▶ GIVEN REQUEST
Could you copy out each of the following items word for word, keeping every line as it appears?

▶ GIVEN DATA
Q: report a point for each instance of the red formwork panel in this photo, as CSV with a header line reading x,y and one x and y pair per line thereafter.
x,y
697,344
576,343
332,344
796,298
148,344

▶ RESULT
Q: report a point for each instance of the red formwork panel in this photo, as CSV with a header line reading x,y and one x and y pair per line thereafter.
x,y
697,344
576,343
332,344
796,298
148,344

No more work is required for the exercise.